- [Supplied text]:
- - -
As I look back over all the essays I’ve written, both before and after the accident, slowly but surely I begin to see vague glimpses to my all-consuming question, “God, what on earth am I good for now?” I mean, every time I try to talk about this to my family, my friends, my counselor, or basically anyone else they just quickly jump in and say “You’re LOTS of good! Look at all the things you can do!” Or there’s the tack of “It’s not what you DO that matters, it’s how you make people FEEL.” Well, all too often, despite my best intentions, I make the people around me feel like total crap. How do I justify that?”
I decided this spring that if I couldn’t do much stuff, at least I could make the people that come to me feel good. Most of the time that works. Much of the time. And then……..I suddenly get into a terrible terrible terrible funk and just want to tear everything and everyone down for no reason. And now I am verbal and clever enough again to get it done with extreme efficiency.
I am NOT a passive person. I’ve made great strides at waiting, not pushing, in these past 3 years. Oh yes. I’ll freely admit that I was pretty sucky at waiting before. But I really need, for my family’s sake and myself, to find something productive and creative to do with my time.
- - -
- [Dataset excerpts]:
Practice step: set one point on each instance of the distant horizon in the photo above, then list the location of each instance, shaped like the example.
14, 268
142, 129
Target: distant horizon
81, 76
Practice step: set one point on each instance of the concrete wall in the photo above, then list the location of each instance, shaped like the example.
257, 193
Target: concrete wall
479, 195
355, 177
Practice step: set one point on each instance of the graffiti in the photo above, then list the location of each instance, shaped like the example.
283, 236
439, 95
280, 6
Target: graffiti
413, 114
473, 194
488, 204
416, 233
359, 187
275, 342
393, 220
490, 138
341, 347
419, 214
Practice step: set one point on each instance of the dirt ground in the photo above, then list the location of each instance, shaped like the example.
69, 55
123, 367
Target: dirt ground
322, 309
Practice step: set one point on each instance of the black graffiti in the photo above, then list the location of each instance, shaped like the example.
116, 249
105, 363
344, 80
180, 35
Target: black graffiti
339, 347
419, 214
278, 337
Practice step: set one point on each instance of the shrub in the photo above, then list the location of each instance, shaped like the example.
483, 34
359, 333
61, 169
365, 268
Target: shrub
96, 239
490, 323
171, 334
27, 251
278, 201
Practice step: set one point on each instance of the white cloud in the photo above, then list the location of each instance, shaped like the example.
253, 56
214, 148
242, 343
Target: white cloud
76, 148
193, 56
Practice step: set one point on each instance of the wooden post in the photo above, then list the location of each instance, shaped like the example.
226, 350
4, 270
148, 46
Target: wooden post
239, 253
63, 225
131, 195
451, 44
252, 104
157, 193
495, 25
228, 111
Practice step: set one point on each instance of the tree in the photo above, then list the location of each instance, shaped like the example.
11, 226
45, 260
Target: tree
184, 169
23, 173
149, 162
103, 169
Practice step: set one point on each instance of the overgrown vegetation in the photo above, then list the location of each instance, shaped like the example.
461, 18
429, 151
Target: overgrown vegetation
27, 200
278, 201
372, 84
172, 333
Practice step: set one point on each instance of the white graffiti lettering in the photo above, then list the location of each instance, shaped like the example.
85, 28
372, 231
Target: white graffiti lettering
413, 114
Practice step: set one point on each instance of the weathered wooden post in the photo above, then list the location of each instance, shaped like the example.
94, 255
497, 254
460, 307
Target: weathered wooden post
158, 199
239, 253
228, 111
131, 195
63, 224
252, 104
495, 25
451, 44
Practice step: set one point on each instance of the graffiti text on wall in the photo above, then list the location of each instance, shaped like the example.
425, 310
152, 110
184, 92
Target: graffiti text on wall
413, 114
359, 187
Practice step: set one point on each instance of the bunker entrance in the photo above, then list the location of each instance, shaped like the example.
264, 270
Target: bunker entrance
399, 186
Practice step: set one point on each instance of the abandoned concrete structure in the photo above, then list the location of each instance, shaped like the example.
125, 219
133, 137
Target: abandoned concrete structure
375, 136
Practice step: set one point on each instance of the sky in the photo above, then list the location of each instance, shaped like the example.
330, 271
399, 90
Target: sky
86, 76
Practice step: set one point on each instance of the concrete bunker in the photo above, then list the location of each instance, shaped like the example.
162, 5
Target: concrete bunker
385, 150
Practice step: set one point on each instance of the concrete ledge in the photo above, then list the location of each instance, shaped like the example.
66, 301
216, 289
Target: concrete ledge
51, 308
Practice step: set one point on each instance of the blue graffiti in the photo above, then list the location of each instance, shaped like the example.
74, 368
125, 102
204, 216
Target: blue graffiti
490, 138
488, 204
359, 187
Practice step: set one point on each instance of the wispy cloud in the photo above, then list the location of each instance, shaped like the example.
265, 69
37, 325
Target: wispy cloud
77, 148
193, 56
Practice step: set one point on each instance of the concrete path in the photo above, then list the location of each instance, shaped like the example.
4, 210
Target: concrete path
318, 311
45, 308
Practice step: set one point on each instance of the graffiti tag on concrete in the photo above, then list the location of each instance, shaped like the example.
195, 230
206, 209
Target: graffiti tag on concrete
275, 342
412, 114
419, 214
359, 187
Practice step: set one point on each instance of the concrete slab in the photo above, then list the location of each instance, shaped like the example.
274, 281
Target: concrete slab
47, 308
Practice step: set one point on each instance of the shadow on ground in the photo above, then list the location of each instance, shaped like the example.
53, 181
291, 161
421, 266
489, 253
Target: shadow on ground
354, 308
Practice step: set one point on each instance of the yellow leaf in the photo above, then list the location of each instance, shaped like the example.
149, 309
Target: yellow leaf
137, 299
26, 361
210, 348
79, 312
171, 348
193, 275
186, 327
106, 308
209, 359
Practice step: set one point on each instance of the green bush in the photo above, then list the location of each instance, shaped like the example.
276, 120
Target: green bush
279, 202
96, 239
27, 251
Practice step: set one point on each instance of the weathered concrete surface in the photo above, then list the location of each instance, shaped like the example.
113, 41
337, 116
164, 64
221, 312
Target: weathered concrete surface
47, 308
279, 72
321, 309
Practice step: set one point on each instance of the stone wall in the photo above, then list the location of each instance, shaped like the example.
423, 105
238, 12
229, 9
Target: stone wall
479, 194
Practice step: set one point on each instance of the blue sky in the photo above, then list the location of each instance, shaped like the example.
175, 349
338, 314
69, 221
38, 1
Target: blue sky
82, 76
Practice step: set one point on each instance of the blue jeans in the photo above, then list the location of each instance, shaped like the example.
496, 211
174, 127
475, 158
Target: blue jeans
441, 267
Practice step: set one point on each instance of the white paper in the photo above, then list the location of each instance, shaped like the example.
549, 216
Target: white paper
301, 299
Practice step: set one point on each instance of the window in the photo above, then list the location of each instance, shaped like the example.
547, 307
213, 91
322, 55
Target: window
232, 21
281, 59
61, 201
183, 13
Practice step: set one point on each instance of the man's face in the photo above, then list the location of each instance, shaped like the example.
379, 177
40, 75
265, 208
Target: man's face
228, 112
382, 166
- - -
- [Problems to solve]:
1 > Write out the stretch of the essay from "I am NOT a passive" through "with my time.".
2 > In the essay, what did the writer decide this spring?

- [Responses]:
1 >
I am NOT a passive person. I’ve made great strides at waiting, not pushing, in these past 3 years. Oh yes. I’ll freely admit that I was pretty sucky at waiting before. But I really need, for my family’s sake and myself, to find something productive and creative to do with my time.

2 > That if they couldn't do much stuff, they could at least make the people who come to them feel good.